In the next few weeks they need to put nets on the goalposts, put some yellow paint on the playground equipment, connect the slides and lay rubber mats under the equipment. So, it’s almost ready to go.
Visitors
They have visits from groups of people wanting to help, mainly friends from churches in Helwan and Cairo. The day I visited there were four women from a church in Cairo who came out to pray with people and prayer walk through the community. Two weeks previous a group of dentists came for a day clinic and treated many people.
Programmes
The regular programmes continue. The one that takes the most coordinating and that involves the most time is the clinic and pharmacy. This involves doctors coming each Friday. They have trained a young girl to be able to prescribe some drugs and do minor things like sutures etc but S is always dragged into medical issues every time he goes out there.

Data under study:
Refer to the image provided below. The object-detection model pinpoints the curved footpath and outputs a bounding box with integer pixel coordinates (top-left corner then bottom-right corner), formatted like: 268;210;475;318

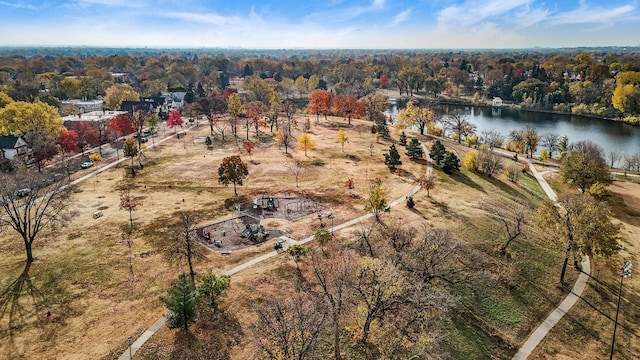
118;143;591;360
513;159;591;360
118;143;432;360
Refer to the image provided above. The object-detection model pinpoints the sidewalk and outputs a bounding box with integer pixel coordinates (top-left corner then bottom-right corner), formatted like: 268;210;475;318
118;139;432;360
513;161;591;360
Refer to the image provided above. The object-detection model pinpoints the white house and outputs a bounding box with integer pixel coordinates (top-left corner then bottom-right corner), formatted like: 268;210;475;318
0;135;31;162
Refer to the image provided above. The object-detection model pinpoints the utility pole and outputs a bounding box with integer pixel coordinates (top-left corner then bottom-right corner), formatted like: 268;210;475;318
609;260;633;360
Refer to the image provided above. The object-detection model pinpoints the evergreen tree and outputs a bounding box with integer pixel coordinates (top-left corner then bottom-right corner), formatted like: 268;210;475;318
398;131;407;146
429;140;446;164
440;151;460;174
383;144;402;171
160;273;196;331
374;116;389;138
406;138;424;160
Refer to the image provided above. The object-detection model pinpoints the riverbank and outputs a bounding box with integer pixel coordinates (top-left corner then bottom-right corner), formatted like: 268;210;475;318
378;89;640;126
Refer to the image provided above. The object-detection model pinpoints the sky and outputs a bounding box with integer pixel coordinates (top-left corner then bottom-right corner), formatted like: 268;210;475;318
0;0;640;49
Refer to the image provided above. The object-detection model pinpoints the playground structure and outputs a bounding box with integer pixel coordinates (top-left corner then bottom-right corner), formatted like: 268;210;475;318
237;195;325;221
240;224;269;243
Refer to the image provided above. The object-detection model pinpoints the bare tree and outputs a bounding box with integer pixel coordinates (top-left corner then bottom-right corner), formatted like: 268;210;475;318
170;211;205;283
400;226;461;284
0;174;71;263
480;199;531;255
311;250;353;360
540;133;560;158
609;150;623;169
120;183;142;230
351;257;410;343
253;294;327;360
482;130;504;150
443;111;476;144
284;160;307;187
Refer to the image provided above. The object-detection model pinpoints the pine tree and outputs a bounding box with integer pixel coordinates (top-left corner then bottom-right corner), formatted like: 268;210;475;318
384;144;402;171
160;273;196;331
398;131;407;146
440;151;460;174
429;140;446;164
406;138;424;160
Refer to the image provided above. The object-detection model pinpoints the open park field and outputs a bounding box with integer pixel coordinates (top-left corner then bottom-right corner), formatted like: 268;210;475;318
0;116;640;359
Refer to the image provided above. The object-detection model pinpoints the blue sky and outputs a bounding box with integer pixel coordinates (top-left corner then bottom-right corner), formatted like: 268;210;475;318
0;0;640;49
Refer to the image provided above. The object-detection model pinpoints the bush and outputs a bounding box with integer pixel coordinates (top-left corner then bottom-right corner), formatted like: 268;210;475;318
462;150;478;172
407;196;416;209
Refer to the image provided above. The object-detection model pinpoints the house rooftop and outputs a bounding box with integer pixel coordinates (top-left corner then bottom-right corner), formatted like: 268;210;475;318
62;110;127;122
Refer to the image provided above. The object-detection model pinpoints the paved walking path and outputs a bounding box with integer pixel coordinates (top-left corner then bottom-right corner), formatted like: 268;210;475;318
118;139;432;360
513;162;591;360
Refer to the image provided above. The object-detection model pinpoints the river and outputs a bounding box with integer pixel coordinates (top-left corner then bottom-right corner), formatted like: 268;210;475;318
387;101;640;157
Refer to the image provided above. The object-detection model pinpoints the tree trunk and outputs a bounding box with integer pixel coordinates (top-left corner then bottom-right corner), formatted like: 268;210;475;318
24;239;33;264
333;310;342;360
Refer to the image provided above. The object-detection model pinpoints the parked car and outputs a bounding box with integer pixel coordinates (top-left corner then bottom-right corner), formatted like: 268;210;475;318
15;188;31;197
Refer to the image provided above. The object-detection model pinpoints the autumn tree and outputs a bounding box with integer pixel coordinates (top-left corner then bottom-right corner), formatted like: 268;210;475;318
296;133;316;156
438;151;460;174
287;244;309;274
166;110;184;133
415;174;436;197
244;141;256;158
0;174;71;264
198;270;231;310
364;179;389;221
109;114;136;137
284;160;307;187
444;111;476;144
245;101;267;139
227;93;248;145
56;129;78;154
69;121;100;154
429;140;447;166
218;155;249;196
536;194;622;285
0;101;62;171
394;99;435;135
406;138;424;160
360;94;389;122
309;89;333;122
522;127;540;158
560;140;612;193
104;84;140;110
160;273;197;331
253;294;327;360
383;144;402;172
122;136;138;176
331;94;365;125
336;130;349;152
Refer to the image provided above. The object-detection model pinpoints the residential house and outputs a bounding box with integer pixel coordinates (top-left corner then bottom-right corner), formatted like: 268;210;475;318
0;135;32;162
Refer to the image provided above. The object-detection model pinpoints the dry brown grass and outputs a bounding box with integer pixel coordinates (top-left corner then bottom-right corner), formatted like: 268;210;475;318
0;119;424;359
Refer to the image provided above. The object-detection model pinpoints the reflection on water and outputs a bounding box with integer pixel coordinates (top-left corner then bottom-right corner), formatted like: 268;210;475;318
387;101;640;155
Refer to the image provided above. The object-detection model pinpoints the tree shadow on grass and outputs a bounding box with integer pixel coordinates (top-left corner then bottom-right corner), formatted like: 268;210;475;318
449;171;486;193
0;262;45;348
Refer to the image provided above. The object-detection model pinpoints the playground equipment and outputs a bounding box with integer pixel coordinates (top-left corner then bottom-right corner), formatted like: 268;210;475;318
240;224;269;242
253;195;280;211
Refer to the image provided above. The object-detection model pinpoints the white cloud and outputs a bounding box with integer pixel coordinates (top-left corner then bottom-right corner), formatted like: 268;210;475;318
387;8;413;27
550;3;637;24
0;1;38;10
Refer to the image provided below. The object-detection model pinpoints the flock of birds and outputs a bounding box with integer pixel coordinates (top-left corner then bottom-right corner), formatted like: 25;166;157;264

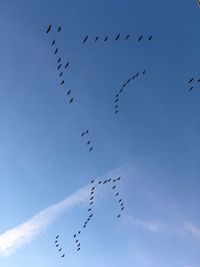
46;25;74;104
114;70;146;114
54;177;125;258
46;25;148;258
188;78;200;91
83;33;153;43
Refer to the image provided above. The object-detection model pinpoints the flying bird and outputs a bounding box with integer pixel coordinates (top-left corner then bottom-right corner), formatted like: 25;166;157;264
115;33;120;41
65;62;69;69
57;64;62;70
46;24;51;33
83;35;88;43
138;35;143;42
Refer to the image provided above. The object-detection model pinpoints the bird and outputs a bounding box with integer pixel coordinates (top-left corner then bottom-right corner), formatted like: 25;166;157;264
188;78;194;83
57;64;62;70
115;33;120;41
46;24;51;33
138;35;143;42
83;35;88;43
65;62;69;69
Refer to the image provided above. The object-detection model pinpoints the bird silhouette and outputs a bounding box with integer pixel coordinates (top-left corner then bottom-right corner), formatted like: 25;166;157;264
57;64;62;70
65;62;69;69
46;24;51;33
138;35;143;42
83;35;88;43
115;33;120;41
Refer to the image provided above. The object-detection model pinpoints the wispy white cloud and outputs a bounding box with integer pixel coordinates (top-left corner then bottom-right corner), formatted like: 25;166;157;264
0;186;89;256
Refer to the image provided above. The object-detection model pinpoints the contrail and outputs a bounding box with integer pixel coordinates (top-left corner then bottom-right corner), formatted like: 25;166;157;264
0;185;89;256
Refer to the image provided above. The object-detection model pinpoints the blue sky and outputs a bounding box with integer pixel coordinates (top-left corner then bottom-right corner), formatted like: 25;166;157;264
0;0;200;267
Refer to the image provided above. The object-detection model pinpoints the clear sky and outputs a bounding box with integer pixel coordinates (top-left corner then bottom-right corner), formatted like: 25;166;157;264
0;0;200;267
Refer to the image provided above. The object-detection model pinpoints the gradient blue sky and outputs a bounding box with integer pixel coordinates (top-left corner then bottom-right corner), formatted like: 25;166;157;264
0;0;200;267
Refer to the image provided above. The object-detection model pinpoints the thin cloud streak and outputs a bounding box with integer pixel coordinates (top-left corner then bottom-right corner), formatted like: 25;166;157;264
0;186;89;256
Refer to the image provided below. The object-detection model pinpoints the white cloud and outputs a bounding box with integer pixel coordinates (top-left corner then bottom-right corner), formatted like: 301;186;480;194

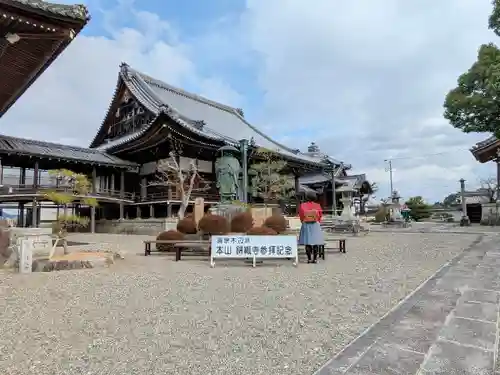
2;0;495;200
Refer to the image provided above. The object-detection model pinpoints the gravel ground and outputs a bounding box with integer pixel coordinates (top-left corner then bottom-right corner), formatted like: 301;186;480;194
0;233;476;375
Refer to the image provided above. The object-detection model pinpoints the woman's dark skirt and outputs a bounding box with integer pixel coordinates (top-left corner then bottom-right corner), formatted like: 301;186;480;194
299;222;325;246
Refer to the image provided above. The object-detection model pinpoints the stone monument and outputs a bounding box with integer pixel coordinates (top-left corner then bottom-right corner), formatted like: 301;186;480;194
215;146;241;203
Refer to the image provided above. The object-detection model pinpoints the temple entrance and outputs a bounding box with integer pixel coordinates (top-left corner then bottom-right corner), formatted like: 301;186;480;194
467;203;482;224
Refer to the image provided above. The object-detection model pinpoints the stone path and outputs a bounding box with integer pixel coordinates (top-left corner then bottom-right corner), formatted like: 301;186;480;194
315;236;500;375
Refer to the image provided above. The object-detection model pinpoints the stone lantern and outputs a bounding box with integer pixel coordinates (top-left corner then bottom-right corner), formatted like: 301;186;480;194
390;190;404;221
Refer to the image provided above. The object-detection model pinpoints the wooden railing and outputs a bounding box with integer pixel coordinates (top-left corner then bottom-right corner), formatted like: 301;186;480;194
0;184;135;200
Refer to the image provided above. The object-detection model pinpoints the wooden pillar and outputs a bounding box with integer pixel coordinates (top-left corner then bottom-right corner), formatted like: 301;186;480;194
167;185;172;217
90;167;97;233
120;171;125;220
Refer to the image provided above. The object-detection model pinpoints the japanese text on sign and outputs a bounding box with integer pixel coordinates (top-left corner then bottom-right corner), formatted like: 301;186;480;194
212;236;297;258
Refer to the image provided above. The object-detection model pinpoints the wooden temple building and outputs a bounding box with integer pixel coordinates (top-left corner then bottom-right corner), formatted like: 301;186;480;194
0;0;371;231
467;136;500;225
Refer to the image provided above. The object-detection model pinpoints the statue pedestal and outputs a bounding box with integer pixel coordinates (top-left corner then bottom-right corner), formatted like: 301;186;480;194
210;203;247;223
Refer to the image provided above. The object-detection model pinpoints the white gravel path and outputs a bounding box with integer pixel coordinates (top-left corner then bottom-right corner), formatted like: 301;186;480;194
0;233;476;375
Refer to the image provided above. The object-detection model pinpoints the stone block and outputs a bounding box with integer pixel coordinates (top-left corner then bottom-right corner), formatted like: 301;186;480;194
440;317;496;350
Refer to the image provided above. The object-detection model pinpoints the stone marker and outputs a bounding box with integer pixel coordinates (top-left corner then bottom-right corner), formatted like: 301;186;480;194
18;238;33;273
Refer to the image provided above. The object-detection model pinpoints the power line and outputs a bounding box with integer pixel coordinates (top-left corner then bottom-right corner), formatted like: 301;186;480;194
384;148;468;161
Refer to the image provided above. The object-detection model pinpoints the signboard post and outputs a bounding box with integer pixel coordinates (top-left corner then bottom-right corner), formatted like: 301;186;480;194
210;235;299;267
18;238;33;273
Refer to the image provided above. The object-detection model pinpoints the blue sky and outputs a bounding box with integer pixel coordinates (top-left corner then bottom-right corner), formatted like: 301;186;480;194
2;0;495;201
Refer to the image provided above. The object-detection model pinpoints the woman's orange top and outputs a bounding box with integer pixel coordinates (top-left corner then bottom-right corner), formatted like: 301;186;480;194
299;202;323;223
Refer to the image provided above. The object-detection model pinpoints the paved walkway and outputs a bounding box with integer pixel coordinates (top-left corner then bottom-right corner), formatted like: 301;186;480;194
315;236;500;375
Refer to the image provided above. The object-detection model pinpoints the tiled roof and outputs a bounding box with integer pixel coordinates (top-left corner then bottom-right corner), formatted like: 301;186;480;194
0;135;137;167
95;64;348;164
5;0;90;22
299;172;366;188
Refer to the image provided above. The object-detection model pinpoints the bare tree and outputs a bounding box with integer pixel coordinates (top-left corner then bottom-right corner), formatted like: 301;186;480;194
479;177;497;203
148;151;210;219
248;148;296;203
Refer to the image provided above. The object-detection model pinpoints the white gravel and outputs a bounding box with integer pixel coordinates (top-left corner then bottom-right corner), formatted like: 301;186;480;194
0;233;477;375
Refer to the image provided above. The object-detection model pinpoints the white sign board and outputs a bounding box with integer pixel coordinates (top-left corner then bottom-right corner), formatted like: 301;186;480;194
19;238;33;273
210;235;299;267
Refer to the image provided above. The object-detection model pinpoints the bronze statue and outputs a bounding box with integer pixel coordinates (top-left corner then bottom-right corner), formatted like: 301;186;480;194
215;146;241;203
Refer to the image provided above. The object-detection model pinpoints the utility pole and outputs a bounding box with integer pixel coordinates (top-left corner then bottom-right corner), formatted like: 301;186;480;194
384;159;394;197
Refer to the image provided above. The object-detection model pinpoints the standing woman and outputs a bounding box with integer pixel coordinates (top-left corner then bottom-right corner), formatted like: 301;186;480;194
299;191;325;263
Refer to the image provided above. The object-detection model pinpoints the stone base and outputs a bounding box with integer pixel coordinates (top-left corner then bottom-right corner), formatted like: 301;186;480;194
32;252;115;272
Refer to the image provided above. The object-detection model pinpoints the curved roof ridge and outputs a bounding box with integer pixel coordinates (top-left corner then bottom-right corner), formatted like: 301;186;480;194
129;66;238;112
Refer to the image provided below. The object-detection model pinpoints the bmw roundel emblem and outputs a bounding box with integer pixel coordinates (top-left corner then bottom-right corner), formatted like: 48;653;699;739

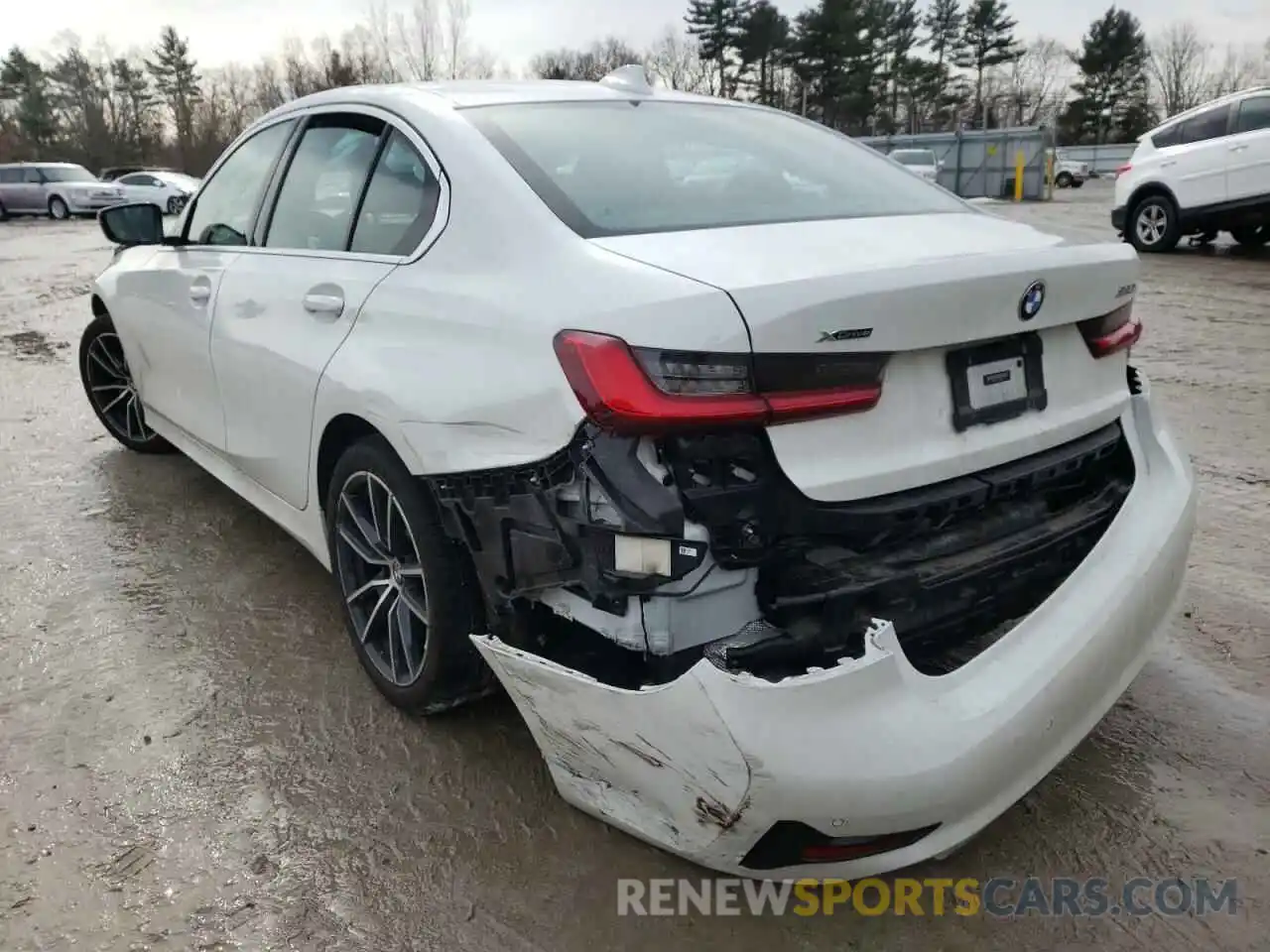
1019;281;1045;321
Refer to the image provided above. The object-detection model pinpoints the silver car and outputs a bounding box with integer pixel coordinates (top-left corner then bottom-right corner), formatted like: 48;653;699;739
0;163;126;219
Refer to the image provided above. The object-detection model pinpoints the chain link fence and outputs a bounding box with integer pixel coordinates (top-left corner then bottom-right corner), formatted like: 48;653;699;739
858;126;1066;200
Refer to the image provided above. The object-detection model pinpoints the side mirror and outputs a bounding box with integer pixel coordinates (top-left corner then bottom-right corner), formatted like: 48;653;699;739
96;202;164;248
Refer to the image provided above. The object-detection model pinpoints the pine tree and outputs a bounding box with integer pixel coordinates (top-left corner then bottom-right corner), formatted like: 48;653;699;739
49;44;113;169
736;0;790;105
684;0;749;96
0;46;59;159
953;0;1020;127
881;0;920;132
1060;6;1155;142
922;0;964;66
110;58;159;162
793;0;880;133
146;27;202;165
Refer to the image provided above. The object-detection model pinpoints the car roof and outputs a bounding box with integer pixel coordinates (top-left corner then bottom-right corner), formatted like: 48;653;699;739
0;162;83;169
1139;86;1270;134
271;80;759;125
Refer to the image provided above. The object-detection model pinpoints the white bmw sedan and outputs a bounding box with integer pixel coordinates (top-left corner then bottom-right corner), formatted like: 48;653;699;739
80;67;1195;879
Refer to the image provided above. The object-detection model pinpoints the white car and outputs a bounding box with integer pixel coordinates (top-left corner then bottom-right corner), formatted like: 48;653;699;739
890;149;944;181
1111;86;1270;251
80;67;1195;879
114;172;199;214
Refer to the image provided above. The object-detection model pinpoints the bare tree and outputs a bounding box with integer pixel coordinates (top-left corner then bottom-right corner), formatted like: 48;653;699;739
530;37;643;82
1148;20;1209;115
366;0;401;82
1207;46;1264;98
644;27;708;92
445;0;471;78
251;58;287;115
990;37;1074;126
339;26;396;82
393;0;444;82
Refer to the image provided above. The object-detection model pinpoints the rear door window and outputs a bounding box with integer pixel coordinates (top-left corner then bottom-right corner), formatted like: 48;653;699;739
1151;124;1183;149
1234;96;1270;133
186;119;296;245
264;113;385;251
349;131;441;255
1179;105;1230;145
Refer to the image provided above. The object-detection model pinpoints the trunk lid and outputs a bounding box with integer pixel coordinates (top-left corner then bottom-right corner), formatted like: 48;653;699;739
593;209;1138;500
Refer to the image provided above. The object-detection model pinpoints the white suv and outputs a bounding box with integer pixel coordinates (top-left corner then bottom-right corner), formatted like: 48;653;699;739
1111;86;1270;251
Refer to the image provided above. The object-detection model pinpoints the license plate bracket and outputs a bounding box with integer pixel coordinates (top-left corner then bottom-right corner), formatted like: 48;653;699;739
945;332;1048;432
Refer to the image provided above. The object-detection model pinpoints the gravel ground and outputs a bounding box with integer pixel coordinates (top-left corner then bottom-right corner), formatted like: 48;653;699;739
0;182;1270;952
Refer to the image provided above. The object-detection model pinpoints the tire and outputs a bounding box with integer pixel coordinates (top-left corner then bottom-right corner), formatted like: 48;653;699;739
325;435;496;715
1125;195;1183;254
1230;225;1270;248
78;314;177;453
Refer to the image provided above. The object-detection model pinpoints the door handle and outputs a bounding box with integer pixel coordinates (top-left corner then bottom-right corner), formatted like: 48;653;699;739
305;292;344;317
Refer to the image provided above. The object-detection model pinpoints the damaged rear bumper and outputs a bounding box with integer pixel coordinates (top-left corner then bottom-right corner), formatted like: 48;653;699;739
473;381;1195;879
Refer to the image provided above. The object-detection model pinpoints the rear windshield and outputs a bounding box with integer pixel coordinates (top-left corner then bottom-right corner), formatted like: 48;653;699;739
40;165;100;181
463;100;965;237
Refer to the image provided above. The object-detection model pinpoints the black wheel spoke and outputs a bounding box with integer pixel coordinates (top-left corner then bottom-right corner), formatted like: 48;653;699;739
332;471;428;686
393;591;422;680
83;332;155;444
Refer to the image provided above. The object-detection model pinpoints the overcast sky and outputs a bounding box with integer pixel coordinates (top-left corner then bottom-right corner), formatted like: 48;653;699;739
10;0;1270;68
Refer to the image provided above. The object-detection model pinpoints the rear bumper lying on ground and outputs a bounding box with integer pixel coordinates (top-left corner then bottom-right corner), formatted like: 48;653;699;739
473;382;1195;879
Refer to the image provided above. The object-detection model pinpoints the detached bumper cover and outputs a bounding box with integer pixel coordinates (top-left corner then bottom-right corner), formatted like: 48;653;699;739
473;381;1195;879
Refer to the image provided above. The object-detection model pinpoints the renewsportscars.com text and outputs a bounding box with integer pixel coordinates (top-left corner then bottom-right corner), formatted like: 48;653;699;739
617;876;1238;917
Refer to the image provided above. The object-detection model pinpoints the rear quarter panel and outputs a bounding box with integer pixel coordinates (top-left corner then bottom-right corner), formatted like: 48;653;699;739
313;99;749;473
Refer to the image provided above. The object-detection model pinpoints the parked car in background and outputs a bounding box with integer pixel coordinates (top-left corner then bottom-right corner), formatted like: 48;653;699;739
98;165;177;181
115;171;200;214
80;66;1195;879
1111;86;1270;251
0;163;127;219
1051;150;1089;187
890;149;944;182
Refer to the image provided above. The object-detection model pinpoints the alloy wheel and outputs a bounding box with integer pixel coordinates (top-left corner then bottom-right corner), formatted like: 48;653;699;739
83;334;156;443
1134;203;1169;245
335;471;428;686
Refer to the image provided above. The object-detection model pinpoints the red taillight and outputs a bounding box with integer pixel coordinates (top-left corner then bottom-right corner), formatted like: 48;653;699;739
555;330;886;434
1077;300;1142;357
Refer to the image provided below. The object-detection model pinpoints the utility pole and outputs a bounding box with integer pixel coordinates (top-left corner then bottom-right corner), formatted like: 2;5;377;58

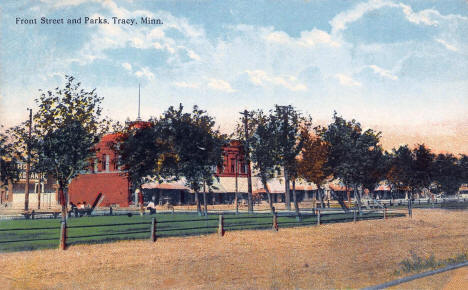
278;106;291;210
137;83;141;121
240;110;253;213
24;109;32;211
234;152;239;214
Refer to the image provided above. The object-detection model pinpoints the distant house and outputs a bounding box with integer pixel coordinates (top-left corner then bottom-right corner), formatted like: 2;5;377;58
0;162;58;209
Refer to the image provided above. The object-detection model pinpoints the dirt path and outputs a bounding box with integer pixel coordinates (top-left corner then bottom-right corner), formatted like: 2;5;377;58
0;210;468;289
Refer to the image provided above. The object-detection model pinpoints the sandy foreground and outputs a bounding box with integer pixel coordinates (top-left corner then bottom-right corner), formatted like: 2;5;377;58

What the task asks:
In the text about the playground, visitors and programs:
1. What is going to be laid under the playground equipment?
2. Where was the church that the four women came from?
3. On which day of the week do doctors come for the clinic?
Answer from the text alone.

Answer section:
1. Rubber mats.
2. Cairo.
3. Friday.